Activity: Continue the passage on the mechanical phantom for DT-CMR strain testing, starting after its final sentence.

Passage to read:
□ □ □

Background

Microstructural measures obtained by diffusion tensor cardiovascular magnetic resonance (DT-CMR) with stimulated echo acquisition mode (STEAM) are sensitive to myocardial strain during the diffusion time[1]. Models of this effect consider the myocardium as a jelly-like material[2], but recent studies have questioned the applicability of these models in anisotropic materials like the myocardium[3,4]. We have recently demonstrated a good correspondence between porcine DT-CMR results acquired in-vivo, in-situ arrested, ex-vivo and using histology[5]. However, differences in ventricular loading conditions between the pre- and post-mortem studies confound comparisons. Here we design and test a mechanical CMR compatible phantom which can be used to assess the effects of strain on CMR data and allows a co-registered comparison of DT-CMR in myocardial tissue with and without cyclical strain effects.

Methods

A respiratory motion phantom[6] was modified (figure 1) to cyclically compress slabs of tissue with variable motion trajectories and amplitudes. The phantom consists of a trolley in the scanner bore and a fixed plate. The phantom compresses a slab of tissue between the trolley and the plate and is driven by a microstepping motor and lead screw assembly. The metallic stepper motor and lead screw are separated from the bore via 2.3m plastic rods. Arbitrary motion trajectories are programmed into the microprocessor controller (Taranis, Smartdrive UK). The microprocessor was programmed to produce trapezoidal and a more physiological sine-squared compression (figure 1), with amplitudes 4-8mm and 1s period. Both traces included a static duration before and after the motion. The microprocessor also provided a signal at the beginning of each period, which was used to simulate an ECG and trigger the scanner. A jelly (Rowntrees UK) ~100x100x13mm³ and later a section of mid-myocardial ventricular septum (~70x50x13mm³) from a fresh lamb heart obtained from a butcher’s shop, ventricular weight ~200g, were used as test objects. Imaging was performed at 3T (Siemens Skyra) using a flexible surface coil, placed on top of the test object. DT-CMR was performed using monopolar STEAM-EPI, 6 diffusion directions and b=500smm^-2, while the phantom was static in both the relaxed and compressed positions. The acquisition was then repeated whilst the phantom was moving cyclically, with data acquisition triggered to compressed, relaxed and intermediate states. Compression was transmural, along the shortest dimension of the test object and the imaging plane was short-axis-like. Spiral cine displacement encoding with stimulate echoes (DENSE)[7] was also acquired to measure strain in the test objects. DT-CMR data was processed using in-house MATLAB tools[3] and parameters including mean diffusivity (MD), fractional anisotropy (FA) and tensor mode[8] were calculated. Absolute elevation angle was calculated as a surrogate for helix angle due to the differences in geometry between the test object and a heart. Strain information was extracted from the DENSE data using the DENSEanalysis tool from the University of Virginia[9,10].

□ □ □

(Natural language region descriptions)
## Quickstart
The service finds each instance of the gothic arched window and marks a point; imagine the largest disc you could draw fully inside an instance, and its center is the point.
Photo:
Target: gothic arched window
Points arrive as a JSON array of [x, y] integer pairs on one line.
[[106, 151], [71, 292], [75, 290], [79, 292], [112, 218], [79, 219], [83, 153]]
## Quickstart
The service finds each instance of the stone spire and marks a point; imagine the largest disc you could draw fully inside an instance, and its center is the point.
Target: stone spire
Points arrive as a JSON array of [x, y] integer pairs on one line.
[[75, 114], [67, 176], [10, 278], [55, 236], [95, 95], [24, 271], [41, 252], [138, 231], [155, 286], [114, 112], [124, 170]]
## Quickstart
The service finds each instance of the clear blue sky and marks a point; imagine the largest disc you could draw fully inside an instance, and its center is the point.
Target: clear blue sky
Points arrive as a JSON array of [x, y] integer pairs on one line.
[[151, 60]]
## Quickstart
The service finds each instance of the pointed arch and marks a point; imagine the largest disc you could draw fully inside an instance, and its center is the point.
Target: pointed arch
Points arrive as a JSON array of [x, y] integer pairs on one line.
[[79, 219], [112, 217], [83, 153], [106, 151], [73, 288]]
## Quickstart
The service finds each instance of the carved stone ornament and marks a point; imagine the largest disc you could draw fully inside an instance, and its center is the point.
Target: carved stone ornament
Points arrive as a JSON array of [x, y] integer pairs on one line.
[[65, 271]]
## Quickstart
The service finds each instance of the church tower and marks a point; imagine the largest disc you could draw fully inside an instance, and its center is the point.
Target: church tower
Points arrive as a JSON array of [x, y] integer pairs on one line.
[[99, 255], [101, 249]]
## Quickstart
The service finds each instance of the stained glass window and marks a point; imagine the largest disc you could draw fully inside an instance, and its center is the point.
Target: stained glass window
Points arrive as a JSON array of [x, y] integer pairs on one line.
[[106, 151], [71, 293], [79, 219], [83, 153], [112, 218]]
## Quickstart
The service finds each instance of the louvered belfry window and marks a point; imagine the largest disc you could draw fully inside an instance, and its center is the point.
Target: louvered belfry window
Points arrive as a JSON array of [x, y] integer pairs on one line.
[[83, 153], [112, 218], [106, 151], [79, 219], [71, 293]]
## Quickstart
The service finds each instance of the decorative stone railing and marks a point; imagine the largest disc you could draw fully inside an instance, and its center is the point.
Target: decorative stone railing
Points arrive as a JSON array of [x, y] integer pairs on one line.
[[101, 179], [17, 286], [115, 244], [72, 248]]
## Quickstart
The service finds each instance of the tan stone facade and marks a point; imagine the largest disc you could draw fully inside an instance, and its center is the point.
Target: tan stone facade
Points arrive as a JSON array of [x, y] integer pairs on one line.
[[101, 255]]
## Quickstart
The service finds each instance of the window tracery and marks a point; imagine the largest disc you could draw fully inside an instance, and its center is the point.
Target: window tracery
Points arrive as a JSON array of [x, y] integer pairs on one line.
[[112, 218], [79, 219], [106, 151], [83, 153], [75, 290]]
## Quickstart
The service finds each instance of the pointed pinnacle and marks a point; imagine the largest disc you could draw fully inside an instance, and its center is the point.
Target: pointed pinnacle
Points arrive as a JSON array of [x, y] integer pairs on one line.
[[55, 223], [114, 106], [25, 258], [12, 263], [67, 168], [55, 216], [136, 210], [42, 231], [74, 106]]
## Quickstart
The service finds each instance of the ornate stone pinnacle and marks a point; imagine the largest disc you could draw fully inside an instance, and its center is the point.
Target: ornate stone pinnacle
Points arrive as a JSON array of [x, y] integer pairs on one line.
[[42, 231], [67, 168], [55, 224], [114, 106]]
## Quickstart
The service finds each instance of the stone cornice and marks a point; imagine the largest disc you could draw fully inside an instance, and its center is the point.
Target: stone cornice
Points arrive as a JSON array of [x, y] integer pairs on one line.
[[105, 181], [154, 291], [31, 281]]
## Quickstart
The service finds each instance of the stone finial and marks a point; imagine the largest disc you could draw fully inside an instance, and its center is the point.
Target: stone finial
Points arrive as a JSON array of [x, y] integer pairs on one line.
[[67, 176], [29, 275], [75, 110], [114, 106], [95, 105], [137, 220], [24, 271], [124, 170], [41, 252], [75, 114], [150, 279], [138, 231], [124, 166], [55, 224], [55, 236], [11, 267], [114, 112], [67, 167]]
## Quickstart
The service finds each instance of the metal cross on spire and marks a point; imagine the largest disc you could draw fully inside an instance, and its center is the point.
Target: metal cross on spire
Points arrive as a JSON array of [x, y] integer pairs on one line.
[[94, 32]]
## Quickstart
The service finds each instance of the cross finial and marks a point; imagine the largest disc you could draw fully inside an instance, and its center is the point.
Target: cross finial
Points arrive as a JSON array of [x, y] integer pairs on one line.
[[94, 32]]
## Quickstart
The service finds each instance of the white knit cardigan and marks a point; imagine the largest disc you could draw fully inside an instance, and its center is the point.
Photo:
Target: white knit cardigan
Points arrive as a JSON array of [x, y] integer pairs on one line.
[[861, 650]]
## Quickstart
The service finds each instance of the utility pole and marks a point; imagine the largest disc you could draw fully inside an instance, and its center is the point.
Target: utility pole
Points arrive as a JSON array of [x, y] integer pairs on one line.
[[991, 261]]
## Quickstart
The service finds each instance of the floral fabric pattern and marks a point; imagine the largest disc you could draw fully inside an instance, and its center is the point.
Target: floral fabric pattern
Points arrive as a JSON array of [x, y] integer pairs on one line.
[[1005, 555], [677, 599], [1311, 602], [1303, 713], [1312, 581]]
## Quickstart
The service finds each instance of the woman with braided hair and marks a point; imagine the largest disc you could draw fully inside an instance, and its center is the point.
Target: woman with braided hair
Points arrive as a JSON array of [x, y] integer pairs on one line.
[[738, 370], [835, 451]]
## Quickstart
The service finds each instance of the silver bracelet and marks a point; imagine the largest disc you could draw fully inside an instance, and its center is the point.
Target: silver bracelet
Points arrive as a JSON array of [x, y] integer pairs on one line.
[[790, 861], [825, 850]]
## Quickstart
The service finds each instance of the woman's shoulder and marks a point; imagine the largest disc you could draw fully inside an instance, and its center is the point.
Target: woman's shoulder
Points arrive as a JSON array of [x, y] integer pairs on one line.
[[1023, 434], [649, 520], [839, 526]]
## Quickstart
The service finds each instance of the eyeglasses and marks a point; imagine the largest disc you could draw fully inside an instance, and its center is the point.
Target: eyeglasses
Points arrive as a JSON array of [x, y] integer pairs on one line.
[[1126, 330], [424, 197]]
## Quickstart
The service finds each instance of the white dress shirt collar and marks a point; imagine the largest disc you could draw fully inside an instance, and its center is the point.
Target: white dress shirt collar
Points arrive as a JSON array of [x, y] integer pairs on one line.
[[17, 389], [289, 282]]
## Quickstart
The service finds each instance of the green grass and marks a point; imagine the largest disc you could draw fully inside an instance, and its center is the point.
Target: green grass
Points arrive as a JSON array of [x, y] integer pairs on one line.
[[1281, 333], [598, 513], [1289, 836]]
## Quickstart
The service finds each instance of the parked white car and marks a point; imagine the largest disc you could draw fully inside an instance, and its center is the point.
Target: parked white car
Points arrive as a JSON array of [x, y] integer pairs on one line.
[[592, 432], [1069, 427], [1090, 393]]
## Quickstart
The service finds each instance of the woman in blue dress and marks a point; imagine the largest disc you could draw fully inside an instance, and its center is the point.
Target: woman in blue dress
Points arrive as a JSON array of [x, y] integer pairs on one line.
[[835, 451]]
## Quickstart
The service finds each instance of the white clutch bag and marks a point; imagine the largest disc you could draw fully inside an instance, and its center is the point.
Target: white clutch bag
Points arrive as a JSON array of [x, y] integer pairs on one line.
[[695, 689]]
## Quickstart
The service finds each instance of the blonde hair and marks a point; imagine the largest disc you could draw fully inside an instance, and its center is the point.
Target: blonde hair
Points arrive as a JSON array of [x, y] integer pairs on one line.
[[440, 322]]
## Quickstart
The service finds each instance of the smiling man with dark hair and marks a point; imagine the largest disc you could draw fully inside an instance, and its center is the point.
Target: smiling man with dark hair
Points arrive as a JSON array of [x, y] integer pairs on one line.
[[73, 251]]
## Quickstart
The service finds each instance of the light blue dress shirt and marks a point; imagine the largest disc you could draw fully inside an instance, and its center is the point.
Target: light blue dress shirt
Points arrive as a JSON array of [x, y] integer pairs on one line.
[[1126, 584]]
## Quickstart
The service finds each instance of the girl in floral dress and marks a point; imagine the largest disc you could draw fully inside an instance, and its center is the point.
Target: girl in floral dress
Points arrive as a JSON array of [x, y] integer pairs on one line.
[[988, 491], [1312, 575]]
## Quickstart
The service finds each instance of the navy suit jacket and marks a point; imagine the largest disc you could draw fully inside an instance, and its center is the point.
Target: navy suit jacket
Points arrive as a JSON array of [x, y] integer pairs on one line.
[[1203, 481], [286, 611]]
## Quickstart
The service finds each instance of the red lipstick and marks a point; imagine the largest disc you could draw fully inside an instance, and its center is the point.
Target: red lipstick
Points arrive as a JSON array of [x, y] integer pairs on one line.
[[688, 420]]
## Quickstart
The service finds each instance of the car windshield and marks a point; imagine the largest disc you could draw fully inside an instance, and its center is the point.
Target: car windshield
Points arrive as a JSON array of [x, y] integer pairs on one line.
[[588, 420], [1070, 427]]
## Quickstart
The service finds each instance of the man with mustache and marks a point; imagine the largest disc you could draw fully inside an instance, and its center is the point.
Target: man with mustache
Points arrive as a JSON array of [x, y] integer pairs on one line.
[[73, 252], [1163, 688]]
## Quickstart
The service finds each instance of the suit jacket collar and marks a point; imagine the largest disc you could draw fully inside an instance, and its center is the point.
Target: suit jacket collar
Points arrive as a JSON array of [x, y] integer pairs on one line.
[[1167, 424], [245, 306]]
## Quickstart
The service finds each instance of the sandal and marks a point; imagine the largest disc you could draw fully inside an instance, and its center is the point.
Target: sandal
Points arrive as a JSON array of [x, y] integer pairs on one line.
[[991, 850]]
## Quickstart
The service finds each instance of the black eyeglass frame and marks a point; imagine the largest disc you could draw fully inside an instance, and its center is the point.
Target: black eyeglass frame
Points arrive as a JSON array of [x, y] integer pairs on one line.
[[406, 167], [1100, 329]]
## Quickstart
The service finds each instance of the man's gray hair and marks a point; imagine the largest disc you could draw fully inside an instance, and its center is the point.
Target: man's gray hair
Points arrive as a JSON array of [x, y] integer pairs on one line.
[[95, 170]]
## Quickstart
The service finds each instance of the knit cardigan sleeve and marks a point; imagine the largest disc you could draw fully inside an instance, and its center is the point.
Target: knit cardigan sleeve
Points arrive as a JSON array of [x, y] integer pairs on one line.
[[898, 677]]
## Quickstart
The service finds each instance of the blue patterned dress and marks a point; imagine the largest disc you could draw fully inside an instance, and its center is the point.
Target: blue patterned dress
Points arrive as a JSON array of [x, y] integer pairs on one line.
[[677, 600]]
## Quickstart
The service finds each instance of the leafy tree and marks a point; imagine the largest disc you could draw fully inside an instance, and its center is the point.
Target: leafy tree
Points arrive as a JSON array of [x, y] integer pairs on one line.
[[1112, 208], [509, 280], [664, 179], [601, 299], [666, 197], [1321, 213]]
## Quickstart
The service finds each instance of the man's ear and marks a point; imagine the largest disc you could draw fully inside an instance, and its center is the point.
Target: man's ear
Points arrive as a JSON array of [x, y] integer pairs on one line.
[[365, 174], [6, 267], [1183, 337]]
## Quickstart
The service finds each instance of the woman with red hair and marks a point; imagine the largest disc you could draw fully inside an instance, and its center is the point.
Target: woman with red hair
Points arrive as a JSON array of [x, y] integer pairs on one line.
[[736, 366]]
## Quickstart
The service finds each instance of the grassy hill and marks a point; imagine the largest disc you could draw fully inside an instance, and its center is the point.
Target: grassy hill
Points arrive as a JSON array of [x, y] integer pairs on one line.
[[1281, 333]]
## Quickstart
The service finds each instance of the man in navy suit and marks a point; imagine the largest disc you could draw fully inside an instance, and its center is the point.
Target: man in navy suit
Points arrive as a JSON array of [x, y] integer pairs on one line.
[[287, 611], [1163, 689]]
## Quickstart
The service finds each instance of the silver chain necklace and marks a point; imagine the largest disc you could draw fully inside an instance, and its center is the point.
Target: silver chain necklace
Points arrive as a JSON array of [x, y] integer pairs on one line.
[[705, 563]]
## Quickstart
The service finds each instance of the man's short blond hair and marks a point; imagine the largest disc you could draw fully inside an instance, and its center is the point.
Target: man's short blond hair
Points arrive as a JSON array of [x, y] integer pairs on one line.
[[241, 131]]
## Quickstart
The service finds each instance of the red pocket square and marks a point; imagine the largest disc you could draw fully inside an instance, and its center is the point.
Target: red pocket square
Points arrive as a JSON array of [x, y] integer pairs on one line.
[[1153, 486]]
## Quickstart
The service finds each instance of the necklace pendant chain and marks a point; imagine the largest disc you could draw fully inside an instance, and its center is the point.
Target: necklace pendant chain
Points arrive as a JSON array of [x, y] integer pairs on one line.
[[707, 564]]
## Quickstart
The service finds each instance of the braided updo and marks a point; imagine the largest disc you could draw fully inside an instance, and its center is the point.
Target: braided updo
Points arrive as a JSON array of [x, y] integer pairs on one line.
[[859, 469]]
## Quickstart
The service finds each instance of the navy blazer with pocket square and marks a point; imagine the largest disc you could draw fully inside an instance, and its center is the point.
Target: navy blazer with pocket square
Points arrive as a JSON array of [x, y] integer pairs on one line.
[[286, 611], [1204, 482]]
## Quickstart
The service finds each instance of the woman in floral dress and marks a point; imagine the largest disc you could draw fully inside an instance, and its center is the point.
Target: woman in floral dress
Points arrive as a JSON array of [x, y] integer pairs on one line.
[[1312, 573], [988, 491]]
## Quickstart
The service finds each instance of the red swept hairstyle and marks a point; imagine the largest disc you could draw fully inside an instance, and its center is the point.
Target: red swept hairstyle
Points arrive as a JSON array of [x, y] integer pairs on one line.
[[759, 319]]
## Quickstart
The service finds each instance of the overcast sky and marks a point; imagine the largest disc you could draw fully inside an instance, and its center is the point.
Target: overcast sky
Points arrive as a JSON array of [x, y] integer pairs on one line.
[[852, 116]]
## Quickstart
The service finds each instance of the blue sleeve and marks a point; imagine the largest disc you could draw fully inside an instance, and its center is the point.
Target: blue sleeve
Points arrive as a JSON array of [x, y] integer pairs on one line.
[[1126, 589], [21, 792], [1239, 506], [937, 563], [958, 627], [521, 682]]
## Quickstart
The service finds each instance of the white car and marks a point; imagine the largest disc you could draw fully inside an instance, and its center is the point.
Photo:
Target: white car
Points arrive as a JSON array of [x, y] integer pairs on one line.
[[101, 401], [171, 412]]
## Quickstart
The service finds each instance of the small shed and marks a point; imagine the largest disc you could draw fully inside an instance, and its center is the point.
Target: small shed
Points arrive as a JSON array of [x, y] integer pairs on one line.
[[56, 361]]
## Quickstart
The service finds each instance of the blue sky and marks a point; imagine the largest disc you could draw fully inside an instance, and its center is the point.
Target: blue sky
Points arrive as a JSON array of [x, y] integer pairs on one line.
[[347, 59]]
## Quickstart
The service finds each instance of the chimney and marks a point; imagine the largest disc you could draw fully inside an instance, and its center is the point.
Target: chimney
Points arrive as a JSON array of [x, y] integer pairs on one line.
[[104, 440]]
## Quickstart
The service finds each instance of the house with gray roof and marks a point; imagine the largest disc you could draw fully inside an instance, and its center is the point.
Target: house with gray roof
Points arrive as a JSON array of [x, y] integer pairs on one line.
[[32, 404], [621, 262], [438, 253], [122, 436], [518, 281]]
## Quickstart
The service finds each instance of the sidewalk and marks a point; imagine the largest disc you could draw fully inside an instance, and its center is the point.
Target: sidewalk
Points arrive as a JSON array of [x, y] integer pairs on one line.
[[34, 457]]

□ □ □

Response for this exercise:
Results

Figure 2 shows example DT-CMR parameter maps for the jelly and lamb septum whilst static and moving cyclically while the water molecules diffuse. The parameter maps appear similar between the uncompressed and compressed static states in both the jelly and the lamb heart, but demonstrate a clear increase in FA, greater coherence in tensor mode and absolute elevation angle in the jelly with the effects of strain. Figure 3 compares the diffusion tensor in jelly and the sheetlet plane (1^st and 2^nd eigenvectors) between equivalent static and moving acquisitions. In the jelly, the tensor glyphs are elongated along the direction of compression and compressed in the perpendicular direction in the data acquired during trapezoidal motion in the uncompressed state (Figure 5A, central panel) and the opposite is true in the moving compressed acquisition. For the lamb septum, the glyphs rotate between the relaxed and contracted states for both the static and dynamic acquisitions. Figure 4 shows the distortion of the diffusion tensor in jelly caused by sine² motion when acquired at various stages of compression. Figure 5 shows pixel displacements and mean strain curves obtained using in the phantom and the sine² trajectory. As the phantom is compressed, tissue stretches in the directions perpendicular to the compression.

Conclusion

We have developed a phantom able to simulate myocardial contraction in order to directly assess the contribution of strain to DT-CMR data acquired using STEAM. Despite the absence of active cardiomyocyte contraction these initial results suggest that the sheetlets rotate when the myocardium is compressed. The phantom can also be used to assess the performance of other sequences in the presence of strain or in assessing the performance of techniques used to measure strain and we have demonstrated initial results using DENSE.

Acknowledgements

We would like to thank Robin Hardie and the Clinical Engineering Department at the Royal Brompton Hospital for their assistance in the construction of the phantom.